Lines of data
begin

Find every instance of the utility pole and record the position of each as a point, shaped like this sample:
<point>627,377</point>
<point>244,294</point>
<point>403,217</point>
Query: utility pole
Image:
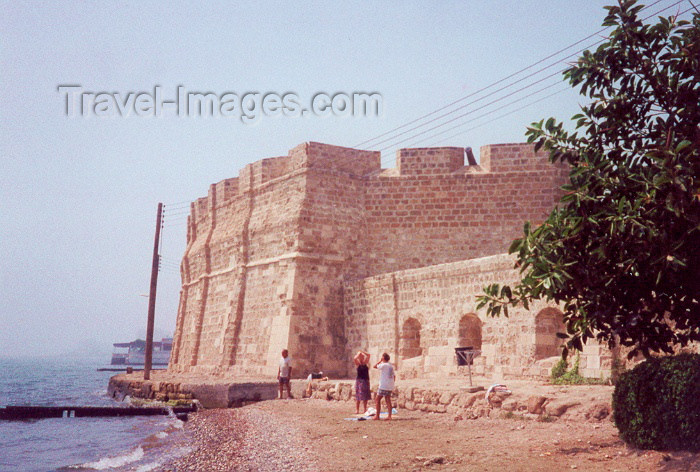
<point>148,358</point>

end
begin

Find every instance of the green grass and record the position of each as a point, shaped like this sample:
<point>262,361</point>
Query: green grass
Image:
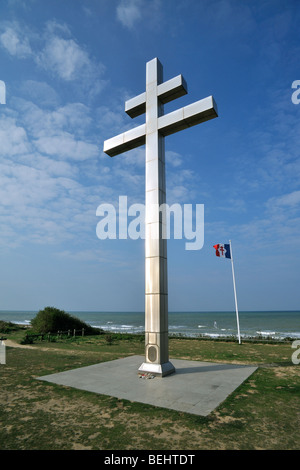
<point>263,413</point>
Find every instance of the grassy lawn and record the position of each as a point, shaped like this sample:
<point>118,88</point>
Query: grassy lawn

end

[What you have to do]: Could you echo back the part of the material that opens with the line containing "Find every instance of the utility" and closes with the line containing "<point>148,358</point>", both lines included? Leave the pictures out of your answer.

[Full response]:
Find every instance of the utility pole and record the position of each as a point, shaped like this sample:
<point>627,377</point>
<point>244,294</point>
<point>403,217</point>
Query: utility pole
Image:
<point>148,358</point>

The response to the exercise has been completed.